■ TASK BRIEF: Which lines of the records below contain the word "path"? Copy each of them out.
** RECORDS FOR THIS EXERCISE follows **
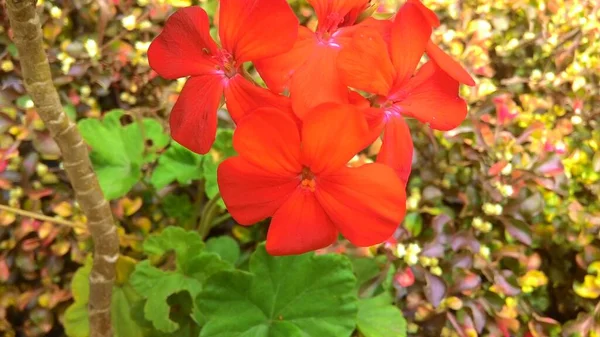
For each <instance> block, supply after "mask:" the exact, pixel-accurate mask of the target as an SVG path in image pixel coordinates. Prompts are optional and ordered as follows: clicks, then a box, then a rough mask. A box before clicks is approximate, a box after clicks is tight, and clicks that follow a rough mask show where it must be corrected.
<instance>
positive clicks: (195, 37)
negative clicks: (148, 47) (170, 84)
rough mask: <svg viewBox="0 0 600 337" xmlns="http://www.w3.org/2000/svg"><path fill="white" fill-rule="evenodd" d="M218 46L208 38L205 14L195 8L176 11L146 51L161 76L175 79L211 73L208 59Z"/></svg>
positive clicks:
** End of RECORDS FOR THIS EXERCISE **
■ EXERCISE RESULT:
For each <instance> block, supply after "mask:" the exact, pixel-accurate mask of the target as an SVG path in image pixel coordinates. Prompts are optional and ordered as follows: clicks, then a box, then a rough mask. A box before clicks is approximate, a box after clicks is tight, and clicks that follow a rough mask show where it must be corrected.
rough mask: <svg viewBox="0 0 600 337" xmlns="http://www.w3.org/2000/svg"><path fill="white" fill-rule="evenodd" d="M218 46L208 38L205 14L195 8L176 11L146 51L161 76L175 79L211 73L208 59Z"/></svg>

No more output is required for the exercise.